Can you give the rows below again with "dirt infield" swapped for "clay infield" and everything else left unchanged?

# Start of Records shown

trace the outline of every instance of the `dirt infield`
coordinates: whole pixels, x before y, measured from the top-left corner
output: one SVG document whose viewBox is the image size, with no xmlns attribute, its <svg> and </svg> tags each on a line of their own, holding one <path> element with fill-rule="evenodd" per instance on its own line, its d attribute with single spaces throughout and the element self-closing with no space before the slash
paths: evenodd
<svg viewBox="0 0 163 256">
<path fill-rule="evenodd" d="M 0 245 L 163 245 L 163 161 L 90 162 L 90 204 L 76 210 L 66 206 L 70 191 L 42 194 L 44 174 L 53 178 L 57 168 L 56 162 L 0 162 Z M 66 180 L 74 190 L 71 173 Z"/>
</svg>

# End of Records shown

Answer to this problem -
trace the outline of every instance of the `clay infield`
coordinates: whole pixels, x before y, measured from the top-left corner
output: one SVG document whose viewBox is the image size, with no xmlns attribute, its <svg> and </svg> tags each on a line of their own, holding one <path> element with fill-rule="evenodd" per instance on its own line, its d attribute with single spaces throughout and the element self-closing with no space before the slash
paths: evenodd
<svg viewBox="0 0 163 256">
<path fill-rule="evenodd" d="M 0 245 L 163 245 L 163 161 L 90 162 L 90 204 L 76 210 L 66 206 L 70 191 L 42 194 L 44 174 L 53 178 L 57 168 L 56 162 L 0 162 Z M 66 180 L 74 190 L 71 173 Z"/>
</svg>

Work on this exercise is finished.